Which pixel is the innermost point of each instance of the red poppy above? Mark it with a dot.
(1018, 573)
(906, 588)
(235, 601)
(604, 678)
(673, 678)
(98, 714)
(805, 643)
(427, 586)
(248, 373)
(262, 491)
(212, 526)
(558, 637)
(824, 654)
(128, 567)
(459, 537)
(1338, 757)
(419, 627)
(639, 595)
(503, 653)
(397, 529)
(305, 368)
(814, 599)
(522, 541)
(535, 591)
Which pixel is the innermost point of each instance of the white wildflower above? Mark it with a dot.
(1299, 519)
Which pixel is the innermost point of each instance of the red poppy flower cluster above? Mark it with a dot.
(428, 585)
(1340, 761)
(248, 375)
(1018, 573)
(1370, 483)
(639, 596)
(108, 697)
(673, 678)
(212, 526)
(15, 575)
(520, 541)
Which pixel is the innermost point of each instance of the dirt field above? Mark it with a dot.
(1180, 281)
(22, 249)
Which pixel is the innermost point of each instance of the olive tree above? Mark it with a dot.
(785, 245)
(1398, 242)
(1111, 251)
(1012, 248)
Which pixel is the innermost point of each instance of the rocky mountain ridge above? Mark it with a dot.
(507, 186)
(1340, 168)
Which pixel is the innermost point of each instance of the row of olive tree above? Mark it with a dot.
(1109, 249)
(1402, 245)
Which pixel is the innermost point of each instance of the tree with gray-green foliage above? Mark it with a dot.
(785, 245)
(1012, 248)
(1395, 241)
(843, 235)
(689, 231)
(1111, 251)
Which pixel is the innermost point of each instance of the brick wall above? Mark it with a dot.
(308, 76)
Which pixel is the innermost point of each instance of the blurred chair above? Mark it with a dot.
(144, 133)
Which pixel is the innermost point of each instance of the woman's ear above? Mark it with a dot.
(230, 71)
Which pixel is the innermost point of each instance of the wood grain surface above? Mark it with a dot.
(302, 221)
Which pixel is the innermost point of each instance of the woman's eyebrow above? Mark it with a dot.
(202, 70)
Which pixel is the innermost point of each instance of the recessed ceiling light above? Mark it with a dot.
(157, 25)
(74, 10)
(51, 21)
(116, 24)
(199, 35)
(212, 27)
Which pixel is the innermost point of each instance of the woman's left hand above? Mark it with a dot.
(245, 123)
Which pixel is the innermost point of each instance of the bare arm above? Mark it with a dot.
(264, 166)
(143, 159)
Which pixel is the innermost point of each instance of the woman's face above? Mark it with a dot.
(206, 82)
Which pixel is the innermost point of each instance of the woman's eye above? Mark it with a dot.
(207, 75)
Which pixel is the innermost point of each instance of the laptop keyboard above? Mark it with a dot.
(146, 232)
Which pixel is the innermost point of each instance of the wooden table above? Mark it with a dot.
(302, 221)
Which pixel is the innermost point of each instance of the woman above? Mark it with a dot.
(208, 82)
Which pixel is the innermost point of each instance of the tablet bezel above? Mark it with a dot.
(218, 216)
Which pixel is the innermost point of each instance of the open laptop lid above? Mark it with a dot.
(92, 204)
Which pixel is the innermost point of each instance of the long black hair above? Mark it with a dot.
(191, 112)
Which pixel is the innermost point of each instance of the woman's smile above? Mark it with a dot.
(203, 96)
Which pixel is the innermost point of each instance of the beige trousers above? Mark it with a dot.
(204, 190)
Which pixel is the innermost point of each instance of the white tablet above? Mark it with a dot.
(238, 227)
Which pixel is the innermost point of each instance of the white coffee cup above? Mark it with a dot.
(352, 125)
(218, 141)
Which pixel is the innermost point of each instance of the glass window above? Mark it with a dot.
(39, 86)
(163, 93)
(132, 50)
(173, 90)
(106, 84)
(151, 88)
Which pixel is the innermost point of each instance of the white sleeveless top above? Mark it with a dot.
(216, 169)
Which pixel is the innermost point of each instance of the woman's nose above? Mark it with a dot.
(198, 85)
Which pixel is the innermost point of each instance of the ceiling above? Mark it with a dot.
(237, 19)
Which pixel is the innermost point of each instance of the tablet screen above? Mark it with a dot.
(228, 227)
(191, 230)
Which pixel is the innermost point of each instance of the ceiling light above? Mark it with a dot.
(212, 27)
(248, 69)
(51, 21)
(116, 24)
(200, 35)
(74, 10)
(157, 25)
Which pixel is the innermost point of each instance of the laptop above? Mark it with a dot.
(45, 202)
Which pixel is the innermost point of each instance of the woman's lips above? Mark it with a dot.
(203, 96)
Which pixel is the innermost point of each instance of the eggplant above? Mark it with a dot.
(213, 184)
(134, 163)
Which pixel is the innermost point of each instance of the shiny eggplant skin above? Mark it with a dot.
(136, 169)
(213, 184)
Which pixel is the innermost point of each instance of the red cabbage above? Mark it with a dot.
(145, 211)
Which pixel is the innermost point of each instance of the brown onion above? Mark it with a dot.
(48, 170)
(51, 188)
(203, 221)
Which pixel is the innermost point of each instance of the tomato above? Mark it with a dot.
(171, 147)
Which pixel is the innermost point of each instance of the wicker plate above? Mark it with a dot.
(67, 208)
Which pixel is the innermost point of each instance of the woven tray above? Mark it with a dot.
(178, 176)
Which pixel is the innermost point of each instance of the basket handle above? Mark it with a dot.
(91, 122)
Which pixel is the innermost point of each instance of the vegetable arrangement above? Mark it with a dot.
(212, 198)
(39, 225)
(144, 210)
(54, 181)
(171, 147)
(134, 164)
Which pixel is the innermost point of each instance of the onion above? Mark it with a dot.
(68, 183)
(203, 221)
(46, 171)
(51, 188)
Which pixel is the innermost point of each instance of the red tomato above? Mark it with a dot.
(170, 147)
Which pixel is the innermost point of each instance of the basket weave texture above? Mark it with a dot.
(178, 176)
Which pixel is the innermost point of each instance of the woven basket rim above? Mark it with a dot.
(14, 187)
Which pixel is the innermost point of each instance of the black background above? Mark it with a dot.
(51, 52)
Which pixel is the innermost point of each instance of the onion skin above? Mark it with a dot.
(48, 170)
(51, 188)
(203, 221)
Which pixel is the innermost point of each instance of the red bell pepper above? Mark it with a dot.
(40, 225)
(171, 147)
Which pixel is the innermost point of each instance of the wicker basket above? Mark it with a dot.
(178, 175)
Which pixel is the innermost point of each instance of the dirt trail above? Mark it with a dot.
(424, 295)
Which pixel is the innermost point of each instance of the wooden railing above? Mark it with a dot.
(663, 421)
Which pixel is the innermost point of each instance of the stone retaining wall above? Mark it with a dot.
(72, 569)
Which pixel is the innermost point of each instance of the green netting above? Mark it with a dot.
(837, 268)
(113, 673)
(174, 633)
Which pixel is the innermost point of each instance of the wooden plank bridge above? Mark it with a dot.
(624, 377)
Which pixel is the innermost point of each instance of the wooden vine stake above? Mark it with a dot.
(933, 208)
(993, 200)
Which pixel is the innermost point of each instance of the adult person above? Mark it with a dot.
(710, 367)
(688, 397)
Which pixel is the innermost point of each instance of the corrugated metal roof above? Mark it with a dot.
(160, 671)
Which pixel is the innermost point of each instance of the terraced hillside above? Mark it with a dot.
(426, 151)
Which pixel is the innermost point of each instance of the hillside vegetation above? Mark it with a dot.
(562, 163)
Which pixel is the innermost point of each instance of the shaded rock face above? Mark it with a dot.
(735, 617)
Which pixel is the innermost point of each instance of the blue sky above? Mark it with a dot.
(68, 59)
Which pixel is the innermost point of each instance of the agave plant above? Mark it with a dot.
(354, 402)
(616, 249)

→ **WHAT YOU SHOULD DO**
The lines above should be printed again, exactly as they are.

→ **EXERCISE ANSWER**
Which pixel is the innermost point of each instance of the red poppy above? Mark it with a dot.
(1018, 573)
(906, 588)
(235, 601)
(604, 678)
(673, 678)
(98, 714)
(805, 643)
(427, 586)
(248, 373)
(262, 491)
(212, 526)
(558, 637)
(824, 654)
(128, 567)
(459, 537)
(1338, 757)
(419, 627)
(639, 595)
(503, 653)
(397, 529)
(305, 368)
(814, 599)
(522, 541)
(535, 591)
Which pixel is the innermost point of each instance of the white wildflower above? Mark it with a dot.
(1299, 519)
Which pixel is the innermost point of each instance of the red poppy flower cluster above? Mark it with a dot.
(428, 585)
(1340, 761)
(248, 375)
(1018, 573)
(1370, 483)
(639, 596)
(108, 697)
(673, 678)
(212, 526)
(15, 575)
(520, 541)
Which pixel is the innermost point of each instance of the dirt field above? Mark it with a dot.
(1180, 281)
(22, 249)
Which pixel is the innermost point of each instance of the olive tree above? Mark it with a dot.
(785, 245)
(1398, 242)
(1111, 251)
(1012, 248)
Which pixel is the innermost point of each instance of the rocky mountain ridge above? Mark it with a dot.
(507, 186)
(1340, 168)
Which pixel is the innermost point of each instance of the row of olive tree above? Mark it with a dot.
(1109, 249)
(1402, 245)
Which pixel is the innermost point of each instance of the tree with gray-green foliage above? Mark it with a dot.
(785, 245)
(1012, 248)
(1395, 241)
(843, 235)
(689, 231)
(1111, 251)
Which pixel is the innermost point of each instance of the brick wall above? Mark it with a dot.
(308, 76)
Which pixel is the innermost point of each instance of the blurred chair above? Mark it with a dot.
(144, 133)
Which pixel is the innermost point of each instance of the woman's ear above? Mark it with a dot.
(230, 71)
Which pixel is the innermost point of each instance of the wood grain surface above? Mark it with a dot.
(302, 221)
Which pixel is the innermost point of each instance of the woman's eyebrow above? Mark it with a dot.
(202, 70)
Which pixel is the innermost point of each instance of the recessed ceiling light above? Mark it with a dot.
(157, 25)
(74, 10)
(51, 21)
(116, 24)
(199, 35)
(212, 27)
Which pixel is the innermost point of each instance of the woman's left hand above? Mark it with a dot.
(245, 123)
Which pixel is the innermost point of each instance of the bare arm above? Mark it with a dot.
(264, 166)
(143, 159)
Which pixel is the innermost point of each instance of the woman's face above? Mark it with a dot.
(206, 82)
Which pixel is the innermost point of each instance of the woman's eye above? Mark it with a dot.
(207, 75)
Which pixel is the innermost point of each instance of the laptop keyboard above? Mark it with a dot.
(146, 232)
Which pixel is the innermost point of each instance of the wooden table above? Mark it with a dot.
(302, 221)
Which pixel is the innermost point of each instance of the woman above? Mark it with a dot.
(208, 82)
Which pixel is the innermost point of each instance of the tablet bezel above? Mark it with a dot.
(218, 216)
Which pixel is the innermost point of each instance of the open laptop lid above? Mark it with a dot.
(92, 204)
Which pixel is the innermost point of each instance of the long black hair above? Mark it with a dot.
(191, 112)
Which pixel is the innermost point of each instance of the woman's smile above? Mark it with a dot.
(203, 96)
Which pixel is the innermost point of each instance of the beige trousers above? Mark it with a dot.
(204, 190)
Which pixel is the innermost point of each instance of the white tablet above? Mark it with a dot.
(238, 227)
Which pixel is the innermost point of each instance of the white coffee cup above? Mark it with a dot.
(352, 125)
(218, 141)
Which pixel is the innermost point of each instance of the glass window above? Mark it with a dot.
(39, 86)
(163, 93)
(132, 50)
(173, 90)
(106, 84)
(151, 88)
Which pixel is the innermost point of each instance of the white sleeveless top above? Mark it with a dot.
(216, 169)
Which pixel is the innermost point of each instance of the woman's nose above? Mark it with a dot.
(198, 85)
Which pixel is the innermost point of each instance of the ceiling above? Mark it with a dot.
(237, 19)
Which pixel is the innermost point of each instance of the tablet screen above? Mark it with a dot.
(228, 227)
(191, 230)
Which pixel is the innermost point of each instance of the ceiling light above? Mark it with a dot.
(212, 27)
(248, 69)
(51, 21)
(116, 24)
(200, 35)
(74, 10)
(157, 25)
Which pixel is the innermost point of each instance of the laptop above? Mark it with a dot.
(45, 202)
Which pixel is the innermost point of each instance of the woman's lips above? Mark it with a dot.
(203, 96)
Which pixel is the innermost point of each instance of the eggplant above? Mark it with a dot.
(213, 184)
(134, 163)
Which pixel is the innermost point of each instance of the shiny eggplant skin above? Mark it with a dot.
(136, 169)
(213, 184)
Which pixel is the innermost point of each instance of the red cabbage above? Mark it with a dot.
(145, 211)
Which pixel is the innermost point of each instance of the brown onion above? Mark it with a dot.
(48, 170)
(51, 188)
(203, 221)
Which pixel is the innermost point of each instance of the tomato above? Mark it with a dot.
(171, 147)
Which pixel is the innermost point of each instance of the wicker plate above? Mark it with a dot.
(67, 208)
Which pixel is the innermost point of each instance of the woven tray above? Mark it with a dot.
(178, 176)
Which pixel is the innermost point of each instance of the basket handle above? Mark it with a dot.
(91, 122)
Which pixel is the innermost point of each instance of the vegetable arrangement above? Mark it with a dot.
(212, 198)
(39, 225)
(144, 210)
(54, 181)
(171, 147)
(134, 164)
Which pixel is the innermost point of each instance of the onion above? Mark it with a dot.
(68, 183)
(203, 221)
(46, 171)
(51, 188)
Which pixel is the innermost point of each instance of the red tomato above? Mark it with a dot.
(170, 147)
Which pixel is the innermost point of each instance of the basket weave texture above? Mark it with a dot.
(178, 176)
Which pixel is the innermost point of each instance of the woven basket rim above? Mark it with a dot.
(14, 187)
Which pixel is the innermost point of each instance of the black background above? Mark it with a dot.
(51, 52)
Which pixel is the innermost point of each instance of the onion skin above? Mark it with a dot.
(48, 170)
(51, 188)
(203, 221)
Which pixel is the innermost point of each instance of the red bell pepper above? Mark it with a dot.
(40, 225)
(171, 147)
Which pixel is the innermost point of each instance of the wicker basket above? Mark it with a dot.
(178, 175)
Which pixel is the innermost point of each instance of the dirt trail above? Mark it with a dot.
(424, 295)
Which pixel is the innermost point of each instance of the wooden railing above? Mark it with a dot.
(663, 421)
Which pixel is the innermost point of each instance of the stone retaining wall above? Mark it with a dot.
(72, 569)
Which pixel is the innermost point of each instance of the green netting above? Mark it with a dot.
(837, 268)
(113, 673)
(174, 633)
Which pixel is the innermost point of each instance of the wooden plank bridge above? Mark it with a dot.
(624, 377)
Which pixel is the innermost point of each instance of the wooden vine stake above? Mark it with a dot.
(933, 208)
(993, 200)
Which pixel is the innermost point of each instance of the adult person above? Mark it with a dot.
(710, 367)
(688, 397)
Which pixel is the innermost point of each instance of the corrugated metal roof above? Mark it with a dot.
(160, 671)
Which pixel is the innermost point of each instance of the terraced hillside above? Mark it with a dot.
(426, 151)
Which pixel is the innermost point of each instance of the hillside vegetation above? Mark it with a dot.
(562, 163)
Which pixel is the innermost point of each instance of the shaded rock face above? Mark it with a dot.
(735, 617)
Which pixel is the innermost point of each instance of the blue sky above? Mark it with a dot.
(68, 59)
Which pixel is the innermost point of each instance of the agave plant above? Mark it with a dot.
(354, 402)
(616, 249)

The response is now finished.